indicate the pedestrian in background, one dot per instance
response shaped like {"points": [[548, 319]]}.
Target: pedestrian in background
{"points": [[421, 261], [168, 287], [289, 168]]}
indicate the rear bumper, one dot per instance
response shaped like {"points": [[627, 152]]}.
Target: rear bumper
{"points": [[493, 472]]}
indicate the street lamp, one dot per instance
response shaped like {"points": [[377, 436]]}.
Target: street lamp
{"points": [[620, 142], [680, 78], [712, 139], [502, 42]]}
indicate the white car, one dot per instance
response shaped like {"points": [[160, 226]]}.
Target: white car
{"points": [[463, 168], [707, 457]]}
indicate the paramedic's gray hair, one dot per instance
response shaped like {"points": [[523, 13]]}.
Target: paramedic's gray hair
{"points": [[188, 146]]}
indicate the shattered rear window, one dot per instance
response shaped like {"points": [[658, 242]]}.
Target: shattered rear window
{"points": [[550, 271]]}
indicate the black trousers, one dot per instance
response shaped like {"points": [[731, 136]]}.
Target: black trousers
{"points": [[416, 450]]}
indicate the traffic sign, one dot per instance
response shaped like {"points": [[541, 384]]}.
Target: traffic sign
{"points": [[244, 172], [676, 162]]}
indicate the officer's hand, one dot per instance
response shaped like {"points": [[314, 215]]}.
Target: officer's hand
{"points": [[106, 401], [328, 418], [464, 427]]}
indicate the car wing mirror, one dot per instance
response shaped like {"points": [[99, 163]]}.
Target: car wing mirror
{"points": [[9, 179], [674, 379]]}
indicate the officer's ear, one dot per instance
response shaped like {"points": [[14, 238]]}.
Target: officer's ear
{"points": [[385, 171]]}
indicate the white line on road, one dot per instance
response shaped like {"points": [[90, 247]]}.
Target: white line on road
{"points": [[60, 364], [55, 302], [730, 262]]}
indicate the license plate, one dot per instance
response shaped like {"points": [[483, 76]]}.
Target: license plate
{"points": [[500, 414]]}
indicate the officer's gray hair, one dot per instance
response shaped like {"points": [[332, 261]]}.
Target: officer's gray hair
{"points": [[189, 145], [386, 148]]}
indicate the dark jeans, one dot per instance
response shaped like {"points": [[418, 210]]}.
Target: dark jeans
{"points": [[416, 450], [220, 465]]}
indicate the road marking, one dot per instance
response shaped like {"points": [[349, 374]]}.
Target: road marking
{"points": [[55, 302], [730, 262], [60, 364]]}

- Assigned task -
Reproduce the listing above in its entirety, unchanged.

- Solution to this problem -
indicate the pedestrian in background, one dot per instance
response shaped like {"points": [[548, 319]]}.
Target: pedestrian in background
{"points": [[421, 261], [168, 287], [289, 168]]}
indicate the rear bumper, one dot per instance
response shaped like {"points": [[627, 152]]}.
Target: rear bumper
{"points": [[493, 472]]}
indicate the street lamp, one dot per instance
response shaped like {"points": [[377, 436]]}.
Target: street lamp
{"points": [[620, 142], [680, 78], [712, 139], [502, 42]]}
indicate the white car, one dot per instance
response shaped like {"points": [[160, 226]]}.
Target: white car
{"points": [[463, 168], [707, 457]]}
indicate the paramedic's gray hair, one dot per instance
response shaped like {"points": [[523, 13]]}.
Target: paramedic's gray hair
{"points": [[188, 146]]}
indicate the shattered rear window, one dot per instance
response shaped like {"points": [[658, 242]]}.
Target: shattered rear window
{"points": [[550, 271]]}
indicate the black trousers, one dot per instance
response shaped like {"points": [[731, 136]]}.
Target: black trousers
{"points": [[416, 450]]}
indicate the traffic sign, one dot per instance
response shaped like {"points": [[541, 384]]}.
Target: traffic sign
{"points": [[244, 172], [676, 162]]}
indicate the officer's hand, one dot per instance
response shaped like {"points": [[314, 215]]}.
Target: officer's hand
{"points": [[106, 401], [328, 418], [464, 427]]}
indicate the car wing mirror, one dot per instance
response shaped like {"points": [[99, 163]]}.
Target: car wing mirror
{"points": [[9, 179], [674, 379]]}
indicate the officer's ear, one dot per instance
response shaped like {"points": [[14, 238]]}.
Target: officer's ear
{"points": [[385, 171]]}
indicate the white line on road, one dot per instance
response shaped like {"points": [[90, 247]]}.
Target: white line on road
{"points": [[60, 364], [55, 302], [730, 262]]}
indicate the license plate, one dot per instance
response shaped like {"points": [[483, 76]]}.
Target: license plate
{"points": [[500, 414]]}
indicate the officer's gray hair, one dot per instance
response shaped like {"points": [[332, 261]]}.
Target: officer's gray hair
{"points": [[189, 145], [386, 148]]}
indicate the dark jeans, one dot per instance
response shaped like {"points": [[418, 210]]}.
Target: dark jeans
{"points": [[416, 450], [220, 465]]}
indicate the road marking, one dot per instance
response shaped like {"points": [[349, 374]]}.
Target: road marking
{"points": [[55, 302], [730, 262], [60, 364]]}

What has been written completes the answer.